Southern white evangelicals and mainstream white Anglo-Saxon protestants representing America’s socioeconomic and political power establishment in the 50’s and 60’s had their own clear and unambiguous understanding of Dr. King’s metaphorical dissertation in the context of the Civil Rights movement. They received and experienced King’s message in their own racially framed political and economic tableau, and they understood the ramifications of egalitarianism in America through the lens of their own socioeconomic and sociopolitical displacement. In short, to the vast majority of blacks in America the Civil Rights Movement was about obliterating societal inequities and attaining socio-economic equality; Southern whites saw it in terms of power, and them losing it, and in that context race ‘trumped’ both religion and social justice. This is the fundamental reason why black churches became prime targets during the Civil Rights era, and why the vast majority of Southern white evangelicals stood quiescent in the presence of the most egregious violence and murders against men, women and children of color, choosing to take their stand based on racial identity versus what was morally right and Gospel imperative. Southern white evangelicals were morally, theologically and spiritually bankrupt in their perspective and stand during the Civil Rights Movement. They would allow coloreds to be destroyed and confess their sins in private to a forgiving Jesus later. This was the zenith of Southern cultural and religious hypocrisy. The fact could not be escaped then and cannot be escaped in the American now, despite our Constitutional architecture guaranteeing the voting franchise for every American as the root premise of a nonviolent civil society, in America voting was and still is institutional violence. The root and foundation of ‘Jim Crow’ law was the violent denial and murderous suppression of the black vote. There can be no other surmising.
Voting is violence in America, and from that perspective you can come to the revelational understanding that except for the bullets and the bayonets, the Civil War has yet to conclude in American civil and political society. You need look no further than the white political domination of Southern state legislature’s, and the controversy over ‘Alt-right’ white nationalist social discourse entering into the mainstream of American political dialogue. You need look no further than the battle for voting rights in North Carolina, and the failure of the United States House of Representatives through the tenure of one President Barack Hussein Obama to re-establish an effective preclearance coverage formula under Section 4(b) of the Voting Rights Act, struck down by the U.S. Supreme Court in Shelby v. Holder; according to the U.S. Department of Justice, considered to be the most effective piece of civil rights legislation protecting the rights of blacks to vote ever enacted in the United States. You need look no further than the 2016 Presidential Election and the perplexing, bigoted, xenophobic political ascendancy and white neo-fascist nationalism of one President-elect Donald J. Trump, and the racist passions that his candidacy and election has laid bare, galvanizing working class whites throughout the Country. Economic boycotts and social protest are both effective and necessary instruments for social change in America, as was the bus boycott in 1955 Montgomery, Alabama; the Sanitation worker strike in 1968 Memphis, Tennessee; and the present day ‘Fast Food Forward’ low wage worker movement, the ‘Fight for 15’ living wage worker campaign, and the moral social protest movement ‘Black Lives Matter’. But let us be clear, even Dr. King understood the nuance of direct action campaigns and the revelation that economic boycott and social protest will never be anywhere near as powerful and efficacious as the right to vote and the voter exercising that franchise, because its foci is on the roots of American socioeconomic and sociopolitical power. This is why Dr. King’s activism on March 25, 1965 leading a five day, fifty four mile nonviolent march from Selma to Montgomery, Alabama, seeking voting rights for black citizens of the state was so powerful.

■ Written task ■
In the passage on voting and civil rights, how long was the march Dr. King began leading on March 25, 1965, from Selma to Montgomery?

■ Information shown ■
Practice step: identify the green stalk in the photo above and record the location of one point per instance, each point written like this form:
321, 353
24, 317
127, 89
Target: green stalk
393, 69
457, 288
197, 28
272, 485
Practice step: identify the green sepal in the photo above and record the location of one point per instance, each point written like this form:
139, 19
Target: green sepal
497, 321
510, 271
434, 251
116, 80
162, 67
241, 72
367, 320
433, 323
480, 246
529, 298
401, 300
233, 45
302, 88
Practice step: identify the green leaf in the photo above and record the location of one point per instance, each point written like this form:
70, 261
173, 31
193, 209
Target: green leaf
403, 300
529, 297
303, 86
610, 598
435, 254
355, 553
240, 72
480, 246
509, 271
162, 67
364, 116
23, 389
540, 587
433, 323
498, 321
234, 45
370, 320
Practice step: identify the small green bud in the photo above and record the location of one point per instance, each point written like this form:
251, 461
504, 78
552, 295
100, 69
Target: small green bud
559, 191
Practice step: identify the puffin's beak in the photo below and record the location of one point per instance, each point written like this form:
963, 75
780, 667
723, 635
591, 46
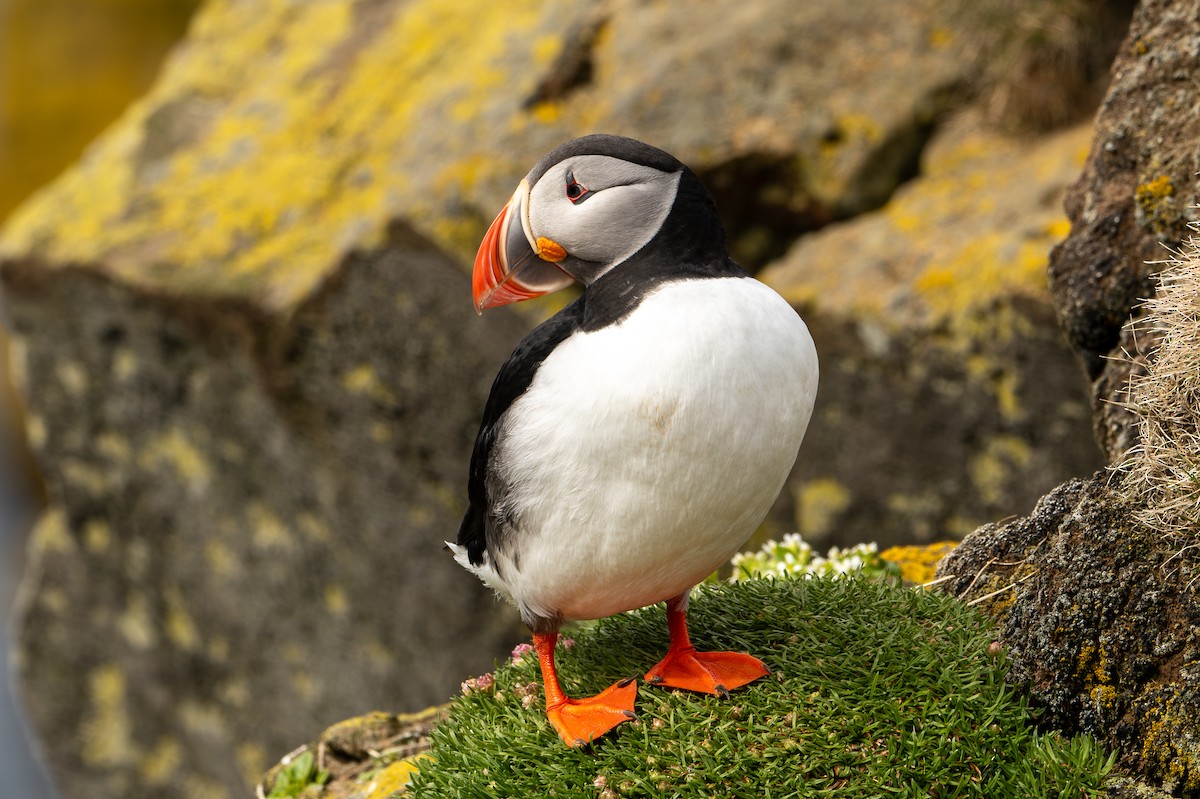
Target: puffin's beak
510, 265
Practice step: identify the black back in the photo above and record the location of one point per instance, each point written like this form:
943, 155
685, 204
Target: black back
689, 245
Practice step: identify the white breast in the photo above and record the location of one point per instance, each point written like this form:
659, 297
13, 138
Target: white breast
646, 452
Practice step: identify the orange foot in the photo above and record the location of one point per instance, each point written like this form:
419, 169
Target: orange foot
707, 672
581, 721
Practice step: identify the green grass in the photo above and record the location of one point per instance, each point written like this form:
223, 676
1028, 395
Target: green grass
877, 691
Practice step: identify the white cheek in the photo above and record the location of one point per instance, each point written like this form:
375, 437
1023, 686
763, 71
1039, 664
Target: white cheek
607, 227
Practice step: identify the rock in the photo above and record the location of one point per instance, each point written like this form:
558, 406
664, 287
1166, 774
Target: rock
1099, 623
1131, 200
366, 757
247, 511
947, 394
1096, 589
357, 112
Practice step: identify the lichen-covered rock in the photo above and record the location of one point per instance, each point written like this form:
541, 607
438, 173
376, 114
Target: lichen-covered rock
366, 757
947, 394
1132, 198
282, 133
247, 514
1101, 624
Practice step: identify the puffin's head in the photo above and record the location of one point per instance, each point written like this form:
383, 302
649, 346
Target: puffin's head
583, 209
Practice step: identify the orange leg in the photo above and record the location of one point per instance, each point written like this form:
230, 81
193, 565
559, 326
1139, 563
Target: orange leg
708, 672
580, 721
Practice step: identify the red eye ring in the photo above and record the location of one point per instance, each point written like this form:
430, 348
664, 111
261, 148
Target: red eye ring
576, 192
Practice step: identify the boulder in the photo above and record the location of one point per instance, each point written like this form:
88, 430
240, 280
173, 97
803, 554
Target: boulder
948, 396
1129, 205
1096, 589
247, 514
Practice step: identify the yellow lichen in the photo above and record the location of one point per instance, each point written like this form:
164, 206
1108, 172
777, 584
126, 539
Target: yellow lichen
335, 600
157, 767
106, 730
51, 534
269, 530
1156, 205
35, 431
178, 451
180, 628
136, 623
819, 503
96, 535
394, 779
285, 174
917, 563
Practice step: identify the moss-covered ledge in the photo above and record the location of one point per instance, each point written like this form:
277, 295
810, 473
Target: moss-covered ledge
875, 690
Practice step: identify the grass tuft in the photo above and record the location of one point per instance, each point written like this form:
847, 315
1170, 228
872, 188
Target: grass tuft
877, 691
1163, 470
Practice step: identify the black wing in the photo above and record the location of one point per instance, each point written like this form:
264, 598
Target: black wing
510, 383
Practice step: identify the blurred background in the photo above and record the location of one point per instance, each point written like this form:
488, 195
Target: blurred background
67, 70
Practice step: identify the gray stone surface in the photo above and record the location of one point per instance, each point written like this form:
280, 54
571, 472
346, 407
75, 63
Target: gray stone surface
1132, 198
249, 510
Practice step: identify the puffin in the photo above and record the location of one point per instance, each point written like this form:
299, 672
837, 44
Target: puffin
634, 440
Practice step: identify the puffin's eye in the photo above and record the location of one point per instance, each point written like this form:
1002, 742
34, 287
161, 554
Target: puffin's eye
575, 191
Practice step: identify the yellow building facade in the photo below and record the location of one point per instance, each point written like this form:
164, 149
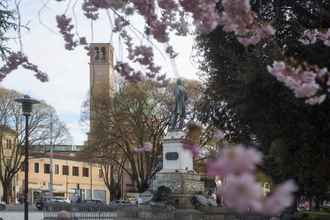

■ Exercise solution ■
It lasted five days and covered fifty-four miles.